▶ _Written task 1_: The post on Cindy Sheehan below quotes a sentence naming things "brought to us via the Democrats." List each one.

Kind Words From Justin Raimondo On Cindy Sheehan and Her Run Against Pelosi

Dear Everyone;

Jusrin Raimondo has some nice words about Cindy Sheehan and a couple things Cindy Sheehan says which are very interesting if you are Libertarian which I underlined.

Ron Getty
SF Libertarian

Sheehan's Rebellion
Cindy Sheehan to take on Nancy Pelosi: some advice for a would-be candidate
by Justin Raimondo
I see that Cindy Sheehan is announcing a possible run against Speaker of the House Nancy Pelosi. Sheehan's angry that Pelosi has consistently resisted defunding the Iraq war and has staunchly stood against the impeach-Bush-and-Cheney tide sweeping the Democratic/antiwar netroots. Yet it seems, also, that she has had an ideological awakening:

"I was a lifelong Democrat only because the choices were limited. The Democrats are the party of slavery and were the party that started every war in the 20th century except the other Bush debacle. The Federal Reserve, permanent federal (and unconstitutional) income taxes, Japanese concentration camps and, not one, but two atom bombs dropped on the innocent citizens of Japan were brought to us via the Democrats. Don't tell me the Democrats are our 'Saviors,' because I am not buying it, especially after they bought and purchased more caskets and more devastating pain when they financed and co-facilitated more of George's abysmal occupation and they are allowing a melt down of our representative Republic by allowing the evils of the executive branch to continue unrestrained by their silent complicity."

▶ _Written task 2_: Report every line of the entries below that contains the word "sock".

▶ _Records to process_:

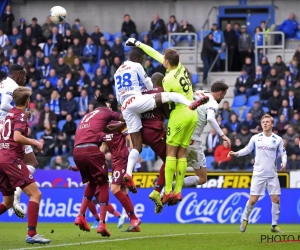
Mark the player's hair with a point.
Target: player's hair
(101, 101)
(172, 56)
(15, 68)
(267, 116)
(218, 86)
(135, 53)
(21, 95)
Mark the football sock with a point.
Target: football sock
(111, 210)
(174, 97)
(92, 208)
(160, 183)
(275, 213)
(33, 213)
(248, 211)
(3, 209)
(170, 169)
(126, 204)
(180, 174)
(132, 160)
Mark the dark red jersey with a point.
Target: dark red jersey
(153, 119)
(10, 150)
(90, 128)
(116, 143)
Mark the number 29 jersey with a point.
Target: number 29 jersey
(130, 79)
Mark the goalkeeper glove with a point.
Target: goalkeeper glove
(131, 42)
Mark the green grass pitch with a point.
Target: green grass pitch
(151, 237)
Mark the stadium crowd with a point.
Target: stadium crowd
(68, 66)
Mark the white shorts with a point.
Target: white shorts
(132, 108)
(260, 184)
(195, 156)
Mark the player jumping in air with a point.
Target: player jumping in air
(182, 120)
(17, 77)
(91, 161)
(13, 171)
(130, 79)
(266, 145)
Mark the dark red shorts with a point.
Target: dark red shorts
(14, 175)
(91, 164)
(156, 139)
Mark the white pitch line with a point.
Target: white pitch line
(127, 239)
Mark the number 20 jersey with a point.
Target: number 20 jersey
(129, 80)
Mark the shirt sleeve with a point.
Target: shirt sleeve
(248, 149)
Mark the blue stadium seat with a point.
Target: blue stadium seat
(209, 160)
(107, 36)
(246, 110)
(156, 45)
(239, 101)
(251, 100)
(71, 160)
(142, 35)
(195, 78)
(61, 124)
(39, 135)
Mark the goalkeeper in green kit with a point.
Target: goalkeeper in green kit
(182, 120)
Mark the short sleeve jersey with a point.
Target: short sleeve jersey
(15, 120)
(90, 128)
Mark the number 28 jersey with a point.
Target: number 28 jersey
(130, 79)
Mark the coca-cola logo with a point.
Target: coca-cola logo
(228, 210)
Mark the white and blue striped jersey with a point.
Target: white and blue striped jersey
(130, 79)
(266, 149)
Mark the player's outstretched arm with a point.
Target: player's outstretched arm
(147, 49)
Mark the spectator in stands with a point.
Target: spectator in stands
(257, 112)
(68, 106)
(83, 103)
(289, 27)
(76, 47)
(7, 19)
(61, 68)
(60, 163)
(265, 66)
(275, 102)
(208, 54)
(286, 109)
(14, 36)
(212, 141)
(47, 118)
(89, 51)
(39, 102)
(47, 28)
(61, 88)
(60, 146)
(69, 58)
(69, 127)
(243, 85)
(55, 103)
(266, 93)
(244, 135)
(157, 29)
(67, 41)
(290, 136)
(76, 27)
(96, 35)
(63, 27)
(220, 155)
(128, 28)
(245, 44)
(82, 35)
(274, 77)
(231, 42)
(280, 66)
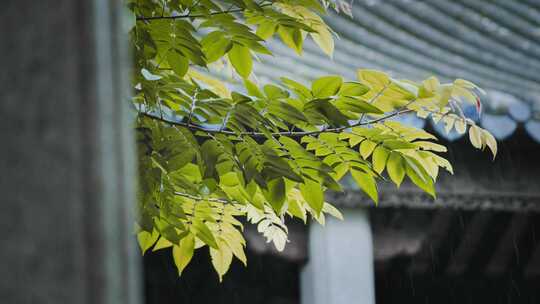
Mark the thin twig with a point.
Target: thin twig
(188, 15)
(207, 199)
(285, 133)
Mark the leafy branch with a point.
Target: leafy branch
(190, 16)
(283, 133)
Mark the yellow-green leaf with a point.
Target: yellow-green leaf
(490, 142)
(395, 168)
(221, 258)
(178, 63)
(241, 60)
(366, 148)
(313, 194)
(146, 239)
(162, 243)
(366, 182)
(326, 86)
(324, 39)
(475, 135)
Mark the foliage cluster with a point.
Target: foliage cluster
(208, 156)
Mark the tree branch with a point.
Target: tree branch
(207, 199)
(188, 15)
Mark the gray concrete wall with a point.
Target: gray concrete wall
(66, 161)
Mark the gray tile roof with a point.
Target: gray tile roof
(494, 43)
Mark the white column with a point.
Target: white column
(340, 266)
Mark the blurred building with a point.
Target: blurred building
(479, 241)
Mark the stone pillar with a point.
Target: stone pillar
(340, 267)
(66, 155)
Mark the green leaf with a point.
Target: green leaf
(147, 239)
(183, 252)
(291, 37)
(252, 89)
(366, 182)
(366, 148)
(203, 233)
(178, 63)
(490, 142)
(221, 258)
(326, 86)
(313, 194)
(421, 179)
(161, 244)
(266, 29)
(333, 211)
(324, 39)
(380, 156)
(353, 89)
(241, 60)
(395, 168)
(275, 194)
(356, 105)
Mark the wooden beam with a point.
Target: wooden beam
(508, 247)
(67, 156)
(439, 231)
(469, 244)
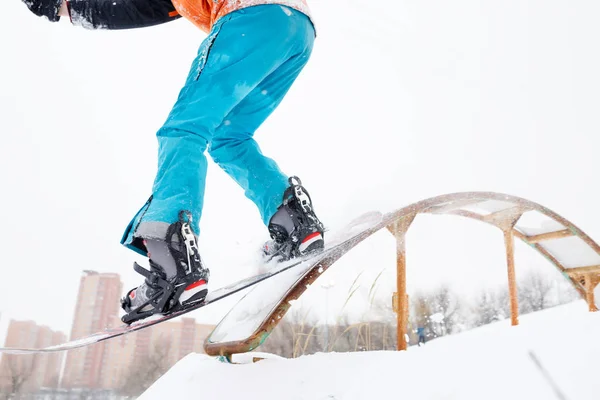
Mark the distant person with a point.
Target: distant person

▶ _Task result 1_:
- The Federal Reserve
- Permanent federal (and unconstitutional) income taxes
- Japanese concentration camps
- Two atom bombs dropped on the innocent citizens of Japan

▶ _Task result 2_:
Mark the football sock with a point.
Target: football sock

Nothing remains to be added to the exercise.